Extrait du document:
——————

Le Sénégal indépendant a connu deux réformes majeures dans sa politique de décentralisation, réalisées respectivement en 1972 et en 1996. La première réforme de 1972 pose «l’acte précurseur des libertés locales plus affirmées, avec la création des communautés rurales, la promotion de la déconcentration et la régionalisation de la planification». Réalisée en 1996, la deuxième réforme, «dans le souci d’accroître la proximité de l’Etat et la responsabilité des collectivités locales», consacre la régionalisation, avec notamment l’érection de la région en collectivité locale, la création des communes d’arrondissement, le transfert aux collectivités locales de compétences dans neuf domaines, l’institution, comme principe, du contrôle de légalité a posteriori et la libre administration des collectivités locales.
Arrivé au pouvoir en mars 2012, Monsieur le président de la République Macky Sall a apporté une nouvelle loi, (le 3ème acte) qui a pour but d’«organiser le Sénégal en territoires viables, compétitifs et porteurs de développement durable à l’horizon 2022».
Avant de décortiquer les forces et faiblesses de cette nouvelle loi sur la base de mon vécu en tant que maire, je propose de rappeler les séquences ayant abouti à cette 3ème loi, appelé «Acte 3 de la décentralisation».

——————

Données enregistrées:
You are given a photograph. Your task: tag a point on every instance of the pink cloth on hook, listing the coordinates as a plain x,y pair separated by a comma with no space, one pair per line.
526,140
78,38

——————

Travail à faire:
• 1. Recopiez le passage de l'extrait sur la décentralisation au Sénégal en partant des mots «Le Sénégal indépendant» et en vous arrêtant après «des collectivités locales.». Renommez «communautés rurales» en «communes rurales».
• 2. D'après l'extrait sur la décentralisation au Sénégal, dans combien de domaines la réforme de 1996 transfère-t-elle des compétences aux collectivités locales ?

Réponses par exercice:
• 1.
Le Sénégal indépendant a connu deux réformes majeures dans sa politique de décentralisation, réalisées respectivement en 1972 et en 1996. La première réforme de 1972 pose «l’acte précurseur des libertés locales plus affirmées, avec la création des communes rurales, la promotion de la déconcentration et la régionalisation de la planification». Réalisée en 1996, la deuxième réforme, «dans le souci d’accroître la proximité de l’Etat et la responsabilité des collectivités locales», consacre la régionalisation, avec notamment l’érection de la région en collectivité locale, la création des communes d’arrondissement, le transfert aux collectivités locales de compétences dans neuf domaines, l’institution, comme principe, du contrôle de légalité a posteriori et la libre administration des collectivités locales.

• 2. Dans neuf domaines.